— What to work on —
Please copy out everything in the entries from the line containing "the rose bush." down through the end of the entries, keeping each line exactly the same.
──────── Listing
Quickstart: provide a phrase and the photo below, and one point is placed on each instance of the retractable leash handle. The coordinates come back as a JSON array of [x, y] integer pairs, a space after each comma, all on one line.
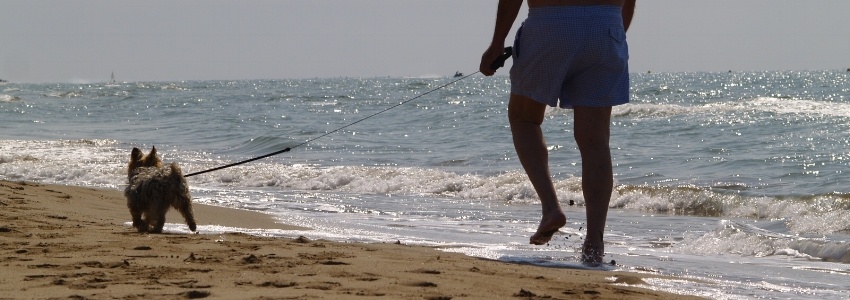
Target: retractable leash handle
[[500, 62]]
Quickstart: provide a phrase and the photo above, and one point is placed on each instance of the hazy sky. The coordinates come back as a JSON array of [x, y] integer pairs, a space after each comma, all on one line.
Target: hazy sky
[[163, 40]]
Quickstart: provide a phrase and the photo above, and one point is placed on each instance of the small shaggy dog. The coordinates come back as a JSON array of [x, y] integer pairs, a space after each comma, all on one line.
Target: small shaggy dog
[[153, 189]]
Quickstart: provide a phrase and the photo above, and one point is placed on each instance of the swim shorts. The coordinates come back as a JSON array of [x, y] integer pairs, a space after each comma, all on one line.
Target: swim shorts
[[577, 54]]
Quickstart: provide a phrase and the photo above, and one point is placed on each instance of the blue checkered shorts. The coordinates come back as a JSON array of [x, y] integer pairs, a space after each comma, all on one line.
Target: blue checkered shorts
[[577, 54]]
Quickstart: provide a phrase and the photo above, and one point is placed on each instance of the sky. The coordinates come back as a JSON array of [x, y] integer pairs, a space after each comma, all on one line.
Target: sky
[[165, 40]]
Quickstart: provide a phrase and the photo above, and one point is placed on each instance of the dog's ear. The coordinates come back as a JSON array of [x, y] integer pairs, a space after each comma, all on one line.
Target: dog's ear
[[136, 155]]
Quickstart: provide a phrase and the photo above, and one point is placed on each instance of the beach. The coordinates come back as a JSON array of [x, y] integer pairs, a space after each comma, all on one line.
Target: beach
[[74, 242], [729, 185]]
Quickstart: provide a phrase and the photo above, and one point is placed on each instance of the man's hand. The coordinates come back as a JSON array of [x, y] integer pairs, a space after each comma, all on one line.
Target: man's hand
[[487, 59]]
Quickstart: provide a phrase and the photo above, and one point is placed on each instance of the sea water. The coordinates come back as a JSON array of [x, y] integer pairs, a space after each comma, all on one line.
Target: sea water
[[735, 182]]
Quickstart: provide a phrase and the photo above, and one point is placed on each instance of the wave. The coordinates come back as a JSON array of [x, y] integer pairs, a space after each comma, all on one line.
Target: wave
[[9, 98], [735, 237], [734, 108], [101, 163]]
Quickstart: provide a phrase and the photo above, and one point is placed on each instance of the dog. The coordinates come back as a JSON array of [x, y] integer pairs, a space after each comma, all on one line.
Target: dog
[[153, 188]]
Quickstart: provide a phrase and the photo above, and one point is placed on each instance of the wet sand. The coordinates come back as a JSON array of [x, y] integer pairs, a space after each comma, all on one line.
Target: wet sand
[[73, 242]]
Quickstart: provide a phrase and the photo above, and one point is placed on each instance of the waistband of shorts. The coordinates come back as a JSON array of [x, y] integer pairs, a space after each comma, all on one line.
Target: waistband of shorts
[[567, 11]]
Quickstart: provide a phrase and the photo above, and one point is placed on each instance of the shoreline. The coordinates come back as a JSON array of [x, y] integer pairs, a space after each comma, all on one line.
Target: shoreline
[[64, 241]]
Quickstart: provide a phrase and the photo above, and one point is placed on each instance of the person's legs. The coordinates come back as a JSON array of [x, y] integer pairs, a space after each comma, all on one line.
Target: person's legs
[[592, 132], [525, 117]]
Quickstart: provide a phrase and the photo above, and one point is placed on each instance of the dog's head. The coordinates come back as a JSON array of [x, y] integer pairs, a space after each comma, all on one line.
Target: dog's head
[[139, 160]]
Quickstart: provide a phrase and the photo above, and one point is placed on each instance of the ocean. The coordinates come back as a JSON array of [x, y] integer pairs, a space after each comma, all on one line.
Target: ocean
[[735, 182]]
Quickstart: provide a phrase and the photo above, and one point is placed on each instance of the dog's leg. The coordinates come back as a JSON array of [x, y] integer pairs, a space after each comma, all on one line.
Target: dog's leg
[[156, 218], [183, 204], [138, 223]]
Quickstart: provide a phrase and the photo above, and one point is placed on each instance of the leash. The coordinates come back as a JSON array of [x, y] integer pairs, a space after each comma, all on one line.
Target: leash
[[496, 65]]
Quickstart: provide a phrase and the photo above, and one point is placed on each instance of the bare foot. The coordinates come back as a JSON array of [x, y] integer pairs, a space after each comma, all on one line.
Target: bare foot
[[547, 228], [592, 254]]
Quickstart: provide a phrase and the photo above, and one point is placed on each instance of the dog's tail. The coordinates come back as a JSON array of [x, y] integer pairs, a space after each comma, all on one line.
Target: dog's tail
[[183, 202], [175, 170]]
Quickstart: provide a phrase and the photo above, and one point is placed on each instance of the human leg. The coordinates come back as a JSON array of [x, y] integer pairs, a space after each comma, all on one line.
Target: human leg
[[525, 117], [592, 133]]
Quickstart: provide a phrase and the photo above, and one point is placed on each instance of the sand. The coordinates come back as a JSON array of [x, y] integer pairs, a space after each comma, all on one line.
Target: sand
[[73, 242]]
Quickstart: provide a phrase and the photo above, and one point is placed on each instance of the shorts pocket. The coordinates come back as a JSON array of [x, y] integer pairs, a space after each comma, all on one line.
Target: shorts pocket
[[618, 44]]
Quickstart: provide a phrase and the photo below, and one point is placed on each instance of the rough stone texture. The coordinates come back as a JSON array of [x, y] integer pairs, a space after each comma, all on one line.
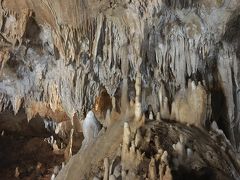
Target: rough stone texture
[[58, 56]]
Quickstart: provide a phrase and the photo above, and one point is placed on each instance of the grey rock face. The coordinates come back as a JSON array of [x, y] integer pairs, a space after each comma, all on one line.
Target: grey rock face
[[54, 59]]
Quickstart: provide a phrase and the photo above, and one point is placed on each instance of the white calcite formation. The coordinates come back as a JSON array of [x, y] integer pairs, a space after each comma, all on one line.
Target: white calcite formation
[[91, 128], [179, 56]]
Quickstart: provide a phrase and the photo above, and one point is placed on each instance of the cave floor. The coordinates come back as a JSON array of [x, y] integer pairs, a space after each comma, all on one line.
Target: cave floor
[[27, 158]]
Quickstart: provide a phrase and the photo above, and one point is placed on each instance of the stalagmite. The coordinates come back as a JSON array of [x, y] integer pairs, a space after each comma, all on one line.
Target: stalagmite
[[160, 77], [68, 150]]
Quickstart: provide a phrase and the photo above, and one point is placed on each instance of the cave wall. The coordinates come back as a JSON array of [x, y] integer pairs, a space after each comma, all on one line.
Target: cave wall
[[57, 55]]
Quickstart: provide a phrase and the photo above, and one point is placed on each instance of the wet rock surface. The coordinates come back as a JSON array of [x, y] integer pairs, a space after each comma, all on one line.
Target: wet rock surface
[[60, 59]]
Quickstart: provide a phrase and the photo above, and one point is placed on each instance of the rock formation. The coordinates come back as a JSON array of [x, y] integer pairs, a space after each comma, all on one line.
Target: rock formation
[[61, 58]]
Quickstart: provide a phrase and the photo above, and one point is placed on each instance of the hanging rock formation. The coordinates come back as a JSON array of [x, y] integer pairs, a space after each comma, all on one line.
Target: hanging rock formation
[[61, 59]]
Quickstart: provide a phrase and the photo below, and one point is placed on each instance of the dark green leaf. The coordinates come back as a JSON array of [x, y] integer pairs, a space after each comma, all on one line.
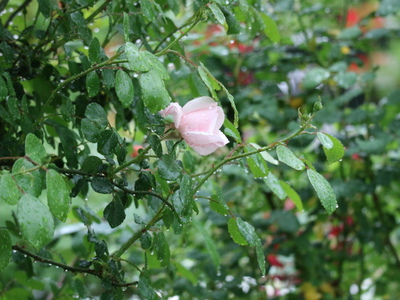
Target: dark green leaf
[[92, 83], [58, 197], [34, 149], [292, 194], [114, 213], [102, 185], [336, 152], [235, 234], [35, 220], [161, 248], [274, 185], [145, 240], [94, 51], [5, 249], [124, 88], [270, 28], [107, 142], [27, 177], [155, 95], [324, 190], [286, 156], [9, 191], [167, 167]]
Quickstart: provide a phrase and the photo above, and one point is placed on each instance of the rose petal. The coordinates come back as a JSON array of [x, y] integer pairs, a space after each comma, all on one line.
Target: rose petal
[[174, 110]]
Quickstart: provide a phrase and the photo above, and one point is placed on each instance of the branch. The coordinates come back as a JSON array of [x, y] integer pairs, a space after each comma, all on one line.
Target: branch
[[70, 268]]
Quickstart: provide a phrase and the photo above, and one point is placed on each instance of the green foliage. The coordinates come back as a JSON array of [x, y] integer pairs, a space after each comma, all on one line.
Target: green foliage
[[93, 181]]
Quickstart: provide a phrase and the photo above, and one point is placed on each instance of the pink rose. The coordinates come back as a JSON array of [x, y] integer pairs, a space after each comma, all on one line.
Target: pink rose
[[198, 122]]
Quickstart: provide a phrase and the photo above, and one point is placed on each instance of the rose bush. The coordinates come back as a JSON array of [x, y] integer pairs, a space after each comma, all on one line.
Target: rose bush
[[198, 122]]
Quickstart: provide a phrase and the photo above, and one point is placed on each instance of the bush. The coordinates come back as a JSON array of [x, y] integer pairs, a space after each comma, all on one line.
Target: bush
────────────────
— Full solution —
Quickstart: provide a phrase and the photo above, and one point is placed on each instance of the rose bush. The coordinates come back as a JSON array of [x, y] integer pairs, a space after each comma, all on one line.
Target: rose bush
[[198, 122]]
Quickstart: provide a phrase and the photo above, and one point is placed on each instance of the bush. The coordinates come back as a JSON array of [x, y] integer pairs, a space after each comma, all on one line.
Target: bush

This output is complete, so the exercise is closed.